▶ [SOURCE DOCUMENT]:
— start —

Relative merits between one thread per client and queuing thread models for a threaded server?

Question

Let's say we're building a threaded server intended to run on a system with four cores. The two thread management schemes I can think of are one thread per client connection and a queuing system.

As the first system's name implies, we'll spawn one thread per client that connects to our server. Assuming one thread is always dedicated to our program's main thread of execution, we'll be able to handle up to three clients concurrently and for any more simultaneous clients than that we'll have to rely on the operating system's preemptive multitasking functionality to switch among them (or the VM's in the case of green threads).

For our second approach, we'll make two thread-safe queues. One is for incoming messages and one is for outgoing messages. In other words, requests and replies. That means we'll probably have one thread accepting incoming connections and placing their requests into the incoming queue. One or two threads will handle the processing of the incoming requests, resolving the appropriate replies, and placing those replies on the outgoing queue. Finally, we'll have one thread just taking replies off of that queue and sending them back out to the clients.

— end —

▶ [WHAT TO WORK ON]: Rewrite the passage of the thread on threaded server models from "Relative merits between" up to and including "of green threads).", changing "four" to "eight".

▶ [GIVEN RECORDS]:
— start —

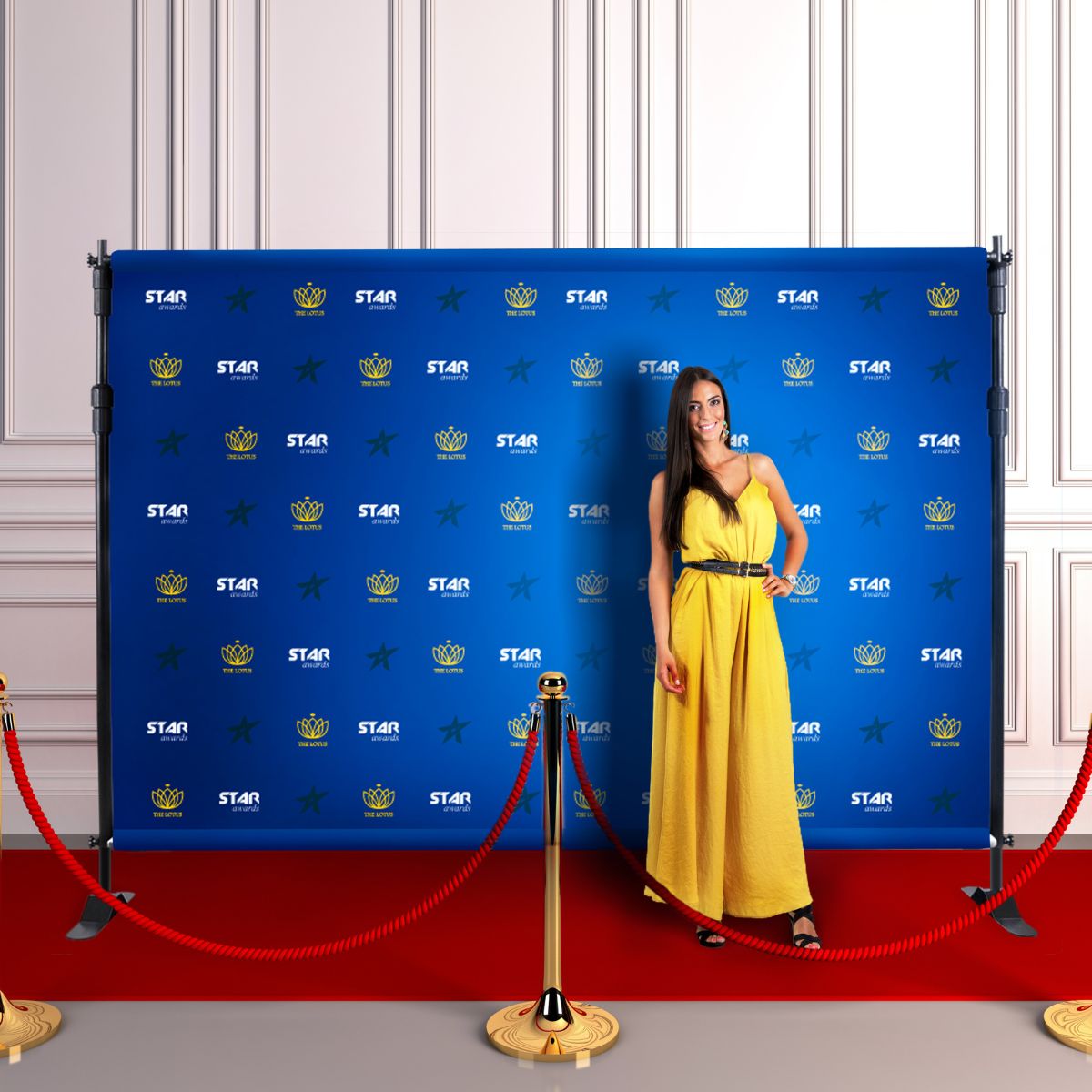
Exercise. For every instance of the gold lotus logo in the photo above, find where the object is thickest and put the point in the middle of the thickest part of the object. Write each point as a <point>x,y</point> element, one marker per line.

— end —
— start —

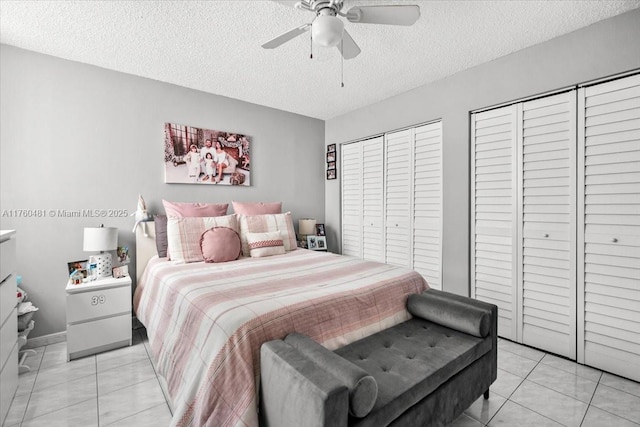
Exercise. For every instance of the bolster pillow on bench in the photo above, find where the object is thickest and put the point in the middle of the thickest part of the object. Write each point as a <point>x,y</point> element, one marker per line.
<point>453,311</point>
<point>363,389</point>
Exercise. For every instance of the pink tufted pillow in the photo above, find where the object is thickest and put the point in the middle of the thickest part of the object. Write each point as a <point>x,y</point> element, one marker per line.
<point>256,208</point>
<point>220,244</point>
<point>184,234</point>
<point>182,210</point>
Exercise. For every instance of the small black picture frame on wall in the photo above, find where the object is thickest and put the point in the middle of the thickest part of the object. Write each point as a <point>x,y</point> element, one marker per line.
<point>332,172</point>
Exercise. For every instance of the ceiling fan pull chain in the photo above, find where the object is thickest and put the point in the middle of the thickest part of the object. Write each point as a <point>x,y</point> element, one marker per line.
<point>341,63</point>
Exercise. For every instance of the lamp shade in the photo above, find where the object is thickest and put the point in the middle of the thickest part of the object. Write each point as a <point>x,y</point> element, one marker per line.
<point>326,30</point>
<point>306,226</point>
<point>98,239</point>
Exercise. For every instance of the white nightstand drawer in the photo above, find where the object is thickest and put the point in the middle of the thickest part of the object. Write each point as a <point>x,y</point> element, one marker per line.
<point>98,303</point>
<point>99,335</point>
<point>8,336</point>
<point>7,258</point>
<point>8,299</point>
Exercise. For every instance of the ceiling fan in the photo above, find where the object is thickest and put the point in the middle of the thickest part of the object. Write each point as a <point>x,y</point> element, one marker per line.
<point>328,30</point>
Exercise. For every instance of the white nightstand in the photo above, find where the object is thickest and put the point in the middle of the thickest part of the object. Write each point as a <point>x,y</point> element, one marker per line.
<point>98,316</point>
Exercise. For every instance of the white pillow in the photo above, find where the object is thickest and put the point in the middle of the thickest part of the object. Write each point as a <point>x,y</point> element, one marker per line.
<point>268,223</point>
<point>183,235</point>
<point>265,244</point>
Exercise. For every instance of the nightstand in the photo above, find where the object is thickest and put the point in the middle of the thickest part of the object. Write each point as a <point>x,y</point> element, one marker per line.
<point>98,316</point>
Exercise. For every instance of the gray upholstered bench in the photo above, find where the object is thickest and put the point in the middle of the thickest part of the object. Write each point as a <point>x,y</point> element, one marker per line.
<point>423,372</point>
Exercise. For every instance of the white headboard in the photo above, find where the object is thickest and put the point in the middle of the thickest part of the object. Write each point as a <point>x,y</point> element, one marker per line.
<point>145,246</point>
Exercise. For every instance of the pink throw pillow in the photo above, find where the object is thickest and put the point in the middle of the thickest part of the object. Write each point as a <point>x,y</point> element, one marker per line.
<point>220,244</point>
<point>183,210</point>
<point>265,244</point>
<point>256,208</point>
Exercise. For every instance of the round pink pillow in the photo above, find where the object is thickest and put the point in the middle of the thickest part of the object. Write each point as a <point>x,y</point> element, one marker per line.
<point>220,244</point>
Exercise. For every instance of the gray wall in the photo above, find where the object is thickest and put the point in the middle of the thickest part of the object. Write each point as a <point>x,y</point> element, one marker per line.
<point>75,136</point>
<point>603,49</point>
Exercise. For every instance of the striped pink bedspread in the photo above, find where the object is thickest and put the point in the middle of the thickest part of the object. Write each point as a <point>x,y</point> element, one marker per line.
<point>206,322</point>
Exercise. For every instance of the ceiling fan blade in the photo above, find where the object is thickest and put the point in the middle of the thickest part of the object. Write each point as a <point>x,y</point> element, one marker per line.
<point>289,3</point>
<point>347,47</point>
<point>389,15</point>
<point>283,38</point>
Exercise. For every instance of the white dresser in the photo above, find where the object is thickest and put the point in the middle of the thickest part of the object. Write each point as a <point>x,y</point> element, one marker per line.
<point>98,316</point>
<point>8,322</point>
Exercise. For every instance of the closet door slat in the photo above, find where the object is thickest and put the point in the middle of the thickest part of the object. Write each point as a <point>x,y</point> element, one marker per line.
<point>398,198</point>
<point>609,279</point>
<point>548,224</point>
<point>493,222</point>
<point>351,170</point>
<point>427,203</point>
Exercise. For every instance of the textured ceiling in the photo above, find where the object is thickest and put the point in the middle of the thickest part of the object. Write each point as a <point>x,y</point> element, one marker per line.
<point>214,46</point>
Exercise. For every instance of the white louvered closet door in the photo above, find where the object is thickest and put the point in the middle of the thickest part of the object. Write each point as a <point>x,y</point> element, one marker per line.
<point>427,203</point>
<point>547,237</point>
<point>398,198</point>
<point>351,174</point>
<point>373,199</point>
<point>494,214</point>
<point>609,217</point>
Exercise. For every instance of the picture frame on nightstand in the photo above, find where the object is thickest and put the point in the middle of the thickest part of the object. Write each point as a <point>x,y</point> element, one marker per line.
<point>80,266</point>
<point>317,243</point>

— end —

▶ [RESPONSE FOR THIS EXERCISE]:
Relative merits between one thread per client and queuing thread models for a threaded server?

Question

Let's say we're building a threaded server intended to run on a system with eight cores. The two thread management schemes I can think of are one thread per client connection and a queuing system.

As the first system's name implies, we'll spawn one thread per client that connects to our server. Assuming one thread is always dedicated to our program's main thread of execution, we'll be able to handle up to three clients concurrently and for any more simultaneous clients than that we'll have to rely on the operating system's preemptive multitasking functionality to switch among them (or the VM's in the case of green threads).